Initialization Order of Animation is garbage

Skeletal Mesh Components are a hell to work with if you want to bind Delegates and such before the animation initializes.
Because no matter what you do, the Animation is initialized AND TICKS before PostInitializeComponents is called (The Function of choice when you want to interconnect Components, similar to Unity’s “Awake()”)
And if that’s not enough, it also differs between ACharacter and APawn (SkeletalMeshComponent is added via Blueprint Editor)
Here is a Screenshot of ACharacter derived:


And here is a Screenshot of APawn

In the latter case it’s even more confusing, since the Animation is even UPDATED before the SkeletalMesh is even Activated
Valve Epic, pls fix.

The UpdateAnimation call, is that the animation blueprint’s “tick” function, or a code override?

Edit: Also, where does PreInitializeComponents fall into the stack? Anything stopping you from using that? Binding to delegates should be safe in there too.

[Data excerpts]

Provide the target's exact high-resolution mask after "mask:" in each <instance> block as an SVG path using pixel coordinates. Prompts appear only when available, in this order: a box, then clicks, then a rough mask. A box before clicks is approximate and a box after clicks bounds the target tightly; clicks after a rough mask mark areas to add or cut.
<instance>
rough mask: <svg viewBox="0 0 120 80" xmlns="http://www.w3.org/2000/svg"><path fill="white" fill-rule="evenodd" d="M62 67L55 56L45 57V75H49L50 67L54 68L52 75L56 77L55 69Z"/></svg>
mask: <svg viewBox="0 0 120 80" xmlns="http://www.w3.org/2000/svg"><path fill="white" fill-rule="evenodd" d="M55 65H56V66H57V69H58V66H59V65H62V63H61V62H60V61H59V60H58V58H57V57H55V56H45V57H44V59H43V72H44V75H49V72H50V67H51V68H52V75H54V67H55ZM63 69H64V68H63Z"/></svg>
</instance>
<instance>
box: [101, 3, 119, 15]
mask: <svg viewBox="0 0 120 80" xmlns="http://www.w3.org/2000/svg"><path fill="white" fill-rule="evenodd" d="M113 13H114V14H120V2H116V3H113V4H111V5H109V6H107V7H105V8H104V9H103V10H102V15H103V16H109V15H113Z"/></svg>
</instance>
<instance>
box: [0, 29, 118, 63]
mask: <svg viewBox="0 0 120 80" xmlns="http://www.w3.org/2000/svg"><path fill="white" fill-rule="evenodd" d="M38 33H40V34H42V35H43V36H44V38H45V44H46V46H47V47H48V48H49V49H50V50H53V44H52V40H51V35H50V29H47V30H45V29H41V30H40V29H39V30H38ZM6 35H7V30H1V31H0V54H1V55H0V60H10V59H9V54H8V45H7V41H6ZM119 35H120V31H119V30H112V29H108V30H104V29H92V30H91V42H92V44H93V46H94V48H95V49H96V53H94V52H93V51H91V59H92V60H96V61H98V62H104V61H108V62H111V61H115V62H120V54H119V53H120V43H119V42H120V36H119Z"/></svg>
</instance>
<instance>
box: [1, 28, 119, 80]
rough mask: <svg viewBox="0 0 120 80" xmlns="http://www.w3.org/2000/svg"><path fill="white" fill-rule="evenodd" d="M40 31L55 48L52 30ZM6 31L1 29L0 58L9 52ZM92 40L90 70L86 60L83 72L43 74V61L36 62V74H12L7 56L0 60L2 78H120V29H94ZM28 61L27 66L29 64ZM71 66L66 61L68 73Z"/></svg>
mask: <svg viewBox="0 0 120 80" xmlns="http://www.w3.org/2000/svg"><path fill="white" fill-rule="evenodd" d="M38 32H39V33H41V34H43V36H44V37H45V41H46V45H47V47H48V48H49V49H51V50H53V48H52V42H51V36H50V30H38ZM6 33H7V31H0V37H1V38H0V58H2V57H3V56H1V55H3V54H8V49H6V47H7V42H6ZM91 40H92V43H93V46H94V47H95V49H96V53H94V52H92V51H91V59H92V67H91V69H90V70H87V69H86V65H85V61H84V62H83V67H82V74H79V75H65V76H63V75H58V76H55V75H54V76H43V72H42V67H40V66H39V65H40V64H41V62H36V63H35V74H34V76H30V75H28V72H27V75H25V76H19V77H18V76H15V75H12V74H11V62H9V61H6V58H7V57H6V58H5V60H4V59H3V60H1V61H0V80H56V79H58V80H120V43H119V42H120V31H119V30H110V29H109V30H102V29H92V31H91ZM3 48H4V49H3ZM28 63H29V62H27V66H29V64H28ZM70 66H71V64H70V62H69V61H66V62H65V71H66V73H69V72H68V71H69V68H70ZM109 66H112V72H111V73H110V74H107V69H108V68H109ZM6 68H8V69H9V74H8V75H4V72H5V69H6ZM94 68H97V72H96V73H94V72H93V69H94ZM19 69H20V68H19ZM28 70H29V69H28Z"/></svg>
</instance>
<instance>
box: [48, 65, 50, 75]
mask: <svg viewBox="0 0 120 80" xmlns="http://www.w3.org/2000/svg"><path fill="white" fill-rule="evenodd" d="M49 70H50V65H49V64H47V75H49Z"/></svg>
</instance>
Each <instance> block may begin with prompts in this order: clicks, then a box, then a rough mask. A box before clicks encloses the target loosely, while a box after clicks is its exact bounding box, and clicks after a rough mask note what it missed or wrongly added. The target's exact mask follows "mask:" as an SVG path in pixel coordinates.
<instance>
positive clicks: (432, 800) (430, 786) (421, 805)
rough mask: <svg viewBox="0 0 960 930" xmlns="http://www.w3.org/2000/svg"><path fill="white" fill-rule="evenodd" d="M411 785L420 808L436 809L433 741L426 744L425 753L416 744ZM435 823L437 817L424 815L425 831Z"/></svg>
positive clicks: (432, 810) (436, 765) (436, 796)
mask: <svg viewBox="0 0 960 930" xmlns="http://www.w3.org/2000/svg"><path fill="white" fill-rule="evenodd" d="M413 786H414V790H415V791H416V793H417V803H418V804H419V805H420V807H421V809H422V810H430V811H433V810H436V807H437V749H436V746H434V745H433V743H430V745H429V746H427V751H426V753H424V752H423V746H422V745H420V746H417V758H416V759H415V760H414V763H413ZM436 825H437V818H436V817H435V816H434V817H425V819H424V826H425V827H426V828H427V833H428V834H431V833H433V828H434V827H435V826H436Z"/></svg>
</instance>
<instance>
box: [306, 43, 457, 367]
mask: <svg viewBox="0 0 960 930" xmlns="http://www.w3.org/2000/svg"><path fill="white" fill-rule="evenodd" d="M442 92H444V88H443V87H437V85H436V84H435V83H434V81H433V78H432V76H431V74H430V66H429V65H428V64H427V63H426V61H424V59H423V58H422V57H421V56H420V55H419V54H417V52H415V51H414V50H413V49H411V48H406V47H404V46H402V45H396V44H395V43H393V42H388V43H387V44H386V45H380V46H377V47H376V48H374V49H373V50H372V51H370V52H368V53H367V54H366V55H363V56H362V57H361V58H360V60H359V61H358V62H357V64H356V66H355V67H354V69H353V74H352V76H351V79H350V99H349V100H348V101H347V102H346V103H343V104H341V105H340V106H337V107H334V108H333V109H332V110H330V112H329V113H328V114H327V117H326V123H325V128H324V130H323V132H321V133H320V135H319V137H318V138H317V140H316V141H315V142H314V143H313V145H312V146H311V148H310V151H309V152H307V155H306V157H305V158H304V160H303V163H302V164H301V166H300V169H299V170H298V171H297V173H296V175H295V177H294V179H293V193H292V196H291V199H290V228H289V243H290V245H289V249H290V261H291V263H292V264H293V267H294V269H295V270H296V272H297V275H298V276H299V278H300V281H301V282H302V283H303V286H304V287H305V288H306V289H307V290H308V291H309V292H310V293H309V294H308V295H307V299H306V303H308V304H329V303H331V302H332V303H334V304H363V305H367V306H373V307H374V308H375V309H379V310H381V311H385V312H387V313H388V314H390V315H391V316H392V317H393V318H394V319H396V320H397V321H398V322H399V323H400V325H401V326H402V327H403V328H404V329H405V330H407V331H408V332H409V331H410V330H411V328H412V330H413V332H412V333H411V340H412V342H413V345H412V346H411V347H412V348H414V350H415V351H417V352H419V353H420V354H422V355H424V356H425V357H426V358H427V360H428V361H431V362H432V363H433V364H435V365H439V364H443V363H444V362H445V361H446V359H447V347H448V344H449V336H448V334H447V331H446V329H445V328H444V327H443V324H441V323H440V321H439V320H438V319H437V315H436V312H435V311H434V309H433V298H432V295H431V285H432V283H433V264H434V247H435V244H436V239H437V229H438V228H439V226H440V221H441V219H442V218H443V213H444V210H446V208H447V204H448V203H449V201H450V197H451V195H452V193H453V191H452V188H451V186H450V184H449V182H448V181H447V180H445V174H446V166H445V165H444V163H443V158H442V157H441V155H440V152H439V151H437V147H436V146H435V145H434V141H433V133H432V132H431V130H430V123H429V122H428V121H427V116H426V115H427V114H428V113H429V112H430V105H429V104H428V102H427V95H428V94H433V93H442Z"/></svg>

**About this task:** Transcribe the forum post on animation initialization order word for word, starting at "Here is a Screenshot of ACharacter" and ending at "in there too.". The records are separate material, unrelated to the forum post on animation initialization order.

**Your response:**
Here is a Screenshot of ACharacter derived:


And here is a Screenshot of APawn

In the latter case it’s even more confusing, since the Animation is even UPDATED before the SkeletalMesh is even Activated
Valve Epic, pls fix.

The UpdateAnimation call, is that the animation blueprint’s “tick” function, or a code override?

Edit: Also, where does PreInitializeComponents fall into the stack? Anything stopping you from using that? Binding to delegates should be safe in there too.